Data extracted from a collection:
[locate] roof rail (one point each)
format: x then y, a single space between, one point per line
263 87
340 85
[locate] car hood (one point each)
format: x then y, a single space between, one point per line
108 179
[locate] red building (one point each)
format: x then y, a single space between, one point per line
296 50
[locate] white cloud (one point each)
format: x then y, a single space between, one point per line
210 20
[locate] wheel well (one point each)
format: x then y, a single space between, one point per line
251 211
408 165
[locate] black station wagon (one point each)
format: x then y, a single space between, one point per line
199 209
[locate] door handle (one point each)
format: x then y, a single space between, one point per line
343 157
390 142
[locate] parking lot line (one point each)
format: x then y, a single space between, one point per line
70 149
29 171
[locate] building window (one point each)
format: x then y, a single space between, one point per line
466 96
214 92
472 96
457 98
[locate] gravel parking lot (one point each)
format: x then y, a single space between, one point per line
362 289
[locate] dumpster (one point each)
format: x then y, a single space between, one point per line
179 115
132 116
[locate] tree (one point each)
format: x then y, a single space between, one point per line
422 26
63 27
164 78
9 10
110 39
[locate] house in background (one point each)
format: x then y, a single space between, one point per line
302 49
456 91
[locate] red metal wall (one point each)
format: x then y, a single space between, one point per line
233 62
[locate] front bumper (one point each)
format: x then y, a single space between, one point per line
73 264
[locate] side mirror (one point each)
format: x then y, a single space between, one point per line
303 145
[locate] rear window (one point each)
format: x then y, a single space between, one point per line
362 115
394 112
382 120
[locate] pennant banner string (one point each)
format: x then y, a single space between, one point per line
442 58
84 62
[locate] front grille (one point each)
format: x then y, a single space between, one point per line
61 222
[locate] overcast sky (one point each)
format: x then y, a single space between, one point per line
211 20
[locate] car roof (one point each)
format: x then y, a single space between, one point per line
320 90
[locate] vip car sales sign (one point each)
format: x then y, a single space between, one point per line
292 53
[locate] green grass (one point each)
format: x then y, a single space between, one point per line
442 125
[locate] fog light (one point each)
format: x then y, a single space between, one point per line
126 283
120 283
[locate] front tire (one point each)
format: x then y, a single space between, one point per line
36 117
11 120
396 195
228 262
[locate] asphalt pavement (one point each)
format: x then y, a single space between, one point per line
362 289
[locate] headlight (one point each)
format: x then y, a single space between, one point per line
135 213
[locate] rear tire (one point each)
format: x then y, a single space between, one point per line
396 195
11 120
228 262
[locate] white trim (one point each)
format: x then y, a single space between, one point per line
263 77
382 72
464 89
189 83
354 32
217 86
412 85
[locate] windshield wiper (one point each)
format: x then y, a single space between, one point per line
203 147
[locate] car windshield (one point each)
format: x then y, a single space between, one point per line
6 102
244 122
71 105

• Required action
Restate the entries above word for word.

• Solution
[locate] roof rail (one point each)
format: x then y, a single space between, one point per line
263 87
340 85
[locate] car hood (one point each)
format: x then y, a single space between, one point per line
108 179
[locate] red building (one point each)
format: x then y, a single space between, one point per line
296 50
[locate] white cloud (one point each)
format: x then y, a single space between, one point per line
210 20
[locate] wheel well (one point each)
format: x then y, a single space between, one point per line
251 211
408 165
[locate] black station wagon (one point each)
format: x then y, a single space between, one point per line
199 209
[locate] door handle (one point each)
format: x then y, a single space between, one point per line
343 157
390 142
[locate] parking lot line (one point each)
format: x then y, a single space between, one point per line
70 149
29 171
[locate] building window (one point each)
format: x then y, a single space between, one point per line
466 96
214 92
472 96
457 98
[locate] gravel parking lot (one point each)
format: x then y, a single space between, one point per line
362 289
[locate] dumpster (one point each)
format: x then y, a single space between, one point per line
179 115
132 116
[locate] tree (one point each)
format: x then y, a single space between, one point per line
422 26
63 27
164 78
9 10
110 39
[locate] house in background (one point each)
format: x then y, a single space between, one point per line
302 49
456 91
[locate] red metal wall (one point each)
format: x then y, a single space between, one point per line
233 62
[locate] front bumper (one point each)
format: x then y, a single space between, one point per line
73 264
[locate] side mirror (one point each)
format: x then y, a single space between, one point per line
303 145
[locate] rear window (one point each)
format: x then y, a single space between, one point per line
362 115
394 112
382 120
[locate] pennant banner string (one point each)
format: x then y, a single space between, one point per line
442 58
84 62
[locate] front grille (one point each)
format: x then y, a single space between, one point per line
61 222
[locate] overcast sky (one point each)
format: x then y, a single space between, one point per line
211 20
[locate] car roof (one point each)
format: x then y, a single space between, one point per line
320 90
[locate] vip car sales sign (one point each)
format: x then y, a single space between, one point per line
292 53
[locate] green grass (one point each)
format: x then y, a single space between, one point per line
442 125
[locate] fog light (one point each)
format: x then y, a single space between, one point per line
126 283
120 283
[locate] front tire (one point each)
format: x then y, a single space between, one point per line
36 117
11 120
396 195
228 262
[locate] asphalt pavement (one point each)
format: x then y, a single space between, one point per line
362 289
[locate] headlight (one point each)
format: x then y, a single space between, one point per line
135 213
[locate] rear tire (one point each)
format: x then y, a single space between, one point per line
396 195
11 120
228 262
[locate] white trim (one point each)
format: x then y, a single space between, one point per line
263 77
382 72
464 89
189 83
354 32
217 86
412 85
[locate] windshield wiper (one point each)
format: x then y, a single space between, one point per line
203 147
[locate] car windshield (one point each)
format: x then y, a single space between, one point per line
6 102
244 122
71 105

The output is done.